_Referring expression grounding data_:

----

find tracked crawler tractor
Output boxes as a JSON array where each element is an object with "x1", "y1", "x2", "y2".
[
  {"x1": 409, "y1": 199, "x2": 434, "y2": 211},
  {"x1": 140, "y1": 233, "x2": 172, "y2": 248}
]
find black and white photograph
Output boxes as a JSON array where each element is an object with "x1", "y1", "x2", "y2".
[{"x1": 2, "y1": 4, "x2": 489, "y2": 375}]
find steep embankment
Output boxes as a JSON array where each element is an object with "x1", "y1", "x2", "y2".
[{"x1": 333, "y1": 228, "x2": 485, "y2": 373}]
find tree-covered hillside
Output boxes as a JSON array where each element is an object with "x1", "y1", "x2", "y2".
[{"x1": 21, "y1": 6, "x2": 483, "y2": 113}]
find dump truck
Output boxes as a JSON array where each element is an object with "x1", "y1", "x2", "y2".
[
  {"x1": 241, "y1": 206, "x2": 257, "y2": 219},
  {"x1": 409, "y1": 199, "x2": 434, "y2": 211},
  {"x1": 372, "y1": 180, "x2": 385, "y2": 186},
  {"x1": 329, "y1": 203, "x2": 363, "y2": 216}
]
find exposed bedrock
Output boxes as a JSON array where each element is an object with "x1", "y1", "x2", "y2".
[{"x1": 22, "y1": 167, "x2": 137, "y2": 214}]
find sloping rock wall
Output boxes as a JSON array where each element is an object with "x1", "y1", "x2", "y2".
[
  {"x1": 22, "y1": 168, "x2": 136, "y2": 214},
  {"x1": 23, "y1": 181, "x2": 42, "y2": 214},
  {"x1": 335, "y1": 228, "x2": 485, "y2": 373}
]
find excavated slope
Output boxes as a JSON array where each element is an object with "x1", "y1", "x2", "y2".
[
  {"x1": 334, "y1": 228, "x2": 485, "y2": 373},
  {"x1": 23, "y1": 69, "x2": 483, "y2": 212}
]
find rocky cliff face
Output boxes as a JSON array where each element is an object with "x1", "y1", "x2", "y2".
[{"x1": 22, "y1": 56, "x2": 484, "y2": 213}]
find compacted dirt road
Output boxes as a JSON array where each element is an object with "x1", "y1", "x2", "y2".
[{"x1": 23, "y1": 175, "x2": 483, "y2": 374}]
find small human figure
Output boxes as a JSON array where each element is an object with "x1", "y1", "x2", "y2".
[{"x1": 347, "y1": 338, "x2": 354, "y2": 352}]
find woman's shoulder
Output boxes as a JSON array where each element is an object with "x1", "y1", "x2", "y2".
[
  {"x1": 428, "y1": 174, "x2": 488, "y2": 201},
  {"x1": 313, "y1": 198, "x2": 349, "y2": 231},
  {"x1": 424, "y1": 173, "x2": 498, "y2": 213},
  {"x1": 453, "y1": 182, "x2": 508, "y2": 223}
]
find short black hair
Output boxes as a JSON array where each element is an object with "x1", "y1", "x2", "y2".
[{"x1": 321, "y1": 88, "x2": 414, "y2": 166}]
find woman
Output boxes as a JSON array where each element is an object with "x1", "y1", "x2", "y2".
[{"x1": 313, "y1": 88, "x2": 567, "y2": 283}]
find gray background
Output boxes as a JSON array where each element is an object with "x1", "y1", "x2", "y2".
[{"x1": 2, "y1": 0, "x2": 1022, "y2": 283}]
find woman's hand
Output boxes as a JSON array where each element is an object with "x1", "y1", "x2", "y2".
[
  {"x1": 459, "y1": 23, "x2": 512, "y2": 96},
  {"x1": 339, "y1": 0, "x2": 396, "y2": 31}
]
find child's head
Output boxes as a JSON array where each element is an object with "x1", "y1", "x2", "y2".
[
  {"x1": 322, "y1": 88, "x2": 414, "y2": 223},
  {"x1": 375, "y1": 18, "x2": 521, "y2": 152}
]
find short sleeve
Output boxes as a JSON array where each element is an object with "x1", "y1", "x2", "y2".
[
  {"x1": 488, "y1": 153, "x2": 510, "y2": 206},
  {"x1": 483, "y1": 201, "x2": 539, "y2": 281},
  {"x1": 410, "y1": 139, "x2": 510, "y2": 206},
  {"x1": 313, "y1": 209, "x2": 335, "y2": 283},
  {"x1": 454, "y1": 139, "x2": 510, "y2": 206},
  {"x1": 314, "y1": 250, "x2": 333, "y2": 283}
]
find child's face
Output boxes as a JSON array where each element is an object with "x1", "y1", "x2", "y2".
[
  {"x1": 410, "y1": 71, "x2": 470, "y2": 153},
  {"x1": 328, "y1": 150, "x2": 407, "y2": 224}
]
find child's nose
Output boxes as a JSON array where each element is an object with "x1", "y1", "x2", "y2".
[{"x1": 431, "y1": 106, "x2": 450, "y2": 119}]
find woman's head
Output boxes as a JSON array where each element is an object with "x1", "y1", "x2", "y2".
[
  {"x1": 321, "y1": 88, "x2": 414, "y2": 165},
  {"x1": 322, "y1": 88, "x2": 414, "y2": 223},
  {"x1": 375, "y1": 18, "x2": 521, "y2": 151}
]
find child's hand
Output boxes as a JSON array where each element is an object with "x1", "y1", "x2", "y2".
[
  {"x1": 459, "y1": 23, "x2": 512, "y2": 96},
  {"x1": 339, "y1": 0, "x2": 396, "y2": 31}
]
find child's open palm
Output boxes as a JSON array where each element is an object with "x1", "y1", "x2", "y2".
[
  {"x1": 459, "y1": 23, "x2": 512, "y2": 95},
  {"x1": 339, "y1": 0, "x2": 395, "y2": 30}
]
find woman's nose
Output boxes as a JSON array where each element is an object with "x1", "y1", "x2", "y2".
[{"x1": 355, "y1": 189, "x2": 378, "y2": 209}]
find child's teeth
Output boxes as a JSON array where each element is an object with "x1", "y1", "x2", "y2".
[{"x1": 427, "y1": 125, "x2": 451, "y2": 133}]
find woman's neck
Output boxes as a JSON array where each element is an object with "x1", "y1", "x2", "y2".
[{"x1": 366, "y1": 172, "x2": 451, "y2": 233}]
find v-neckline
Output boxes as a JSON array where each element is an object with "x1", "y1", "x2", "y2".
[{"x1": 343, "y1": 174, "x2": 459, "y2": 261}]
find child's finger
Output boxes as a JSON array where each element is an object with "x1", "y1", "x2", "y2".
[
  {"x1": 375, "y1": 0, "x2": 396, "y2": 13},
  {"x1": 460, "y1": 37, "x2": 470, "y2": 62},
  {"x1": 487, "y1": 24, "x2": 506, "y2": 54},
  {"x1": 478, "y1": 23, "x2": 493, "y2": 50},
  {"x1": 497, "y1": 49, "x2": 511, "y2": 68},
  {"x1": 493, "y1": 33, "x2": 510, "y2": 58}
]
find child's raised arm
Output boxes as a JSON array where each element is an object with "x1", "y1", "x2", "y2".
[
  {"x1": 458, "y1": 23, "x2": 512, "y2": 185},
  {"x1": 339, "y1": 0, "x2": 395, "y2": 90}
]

----

_Required action_: Where a line of the entries contains "child", report that line.

_Written answer_:
find child's head
find child's face
find child's nose
find child's hand
find child's open palm
find child's teeth
find child's finger
find child's raised arm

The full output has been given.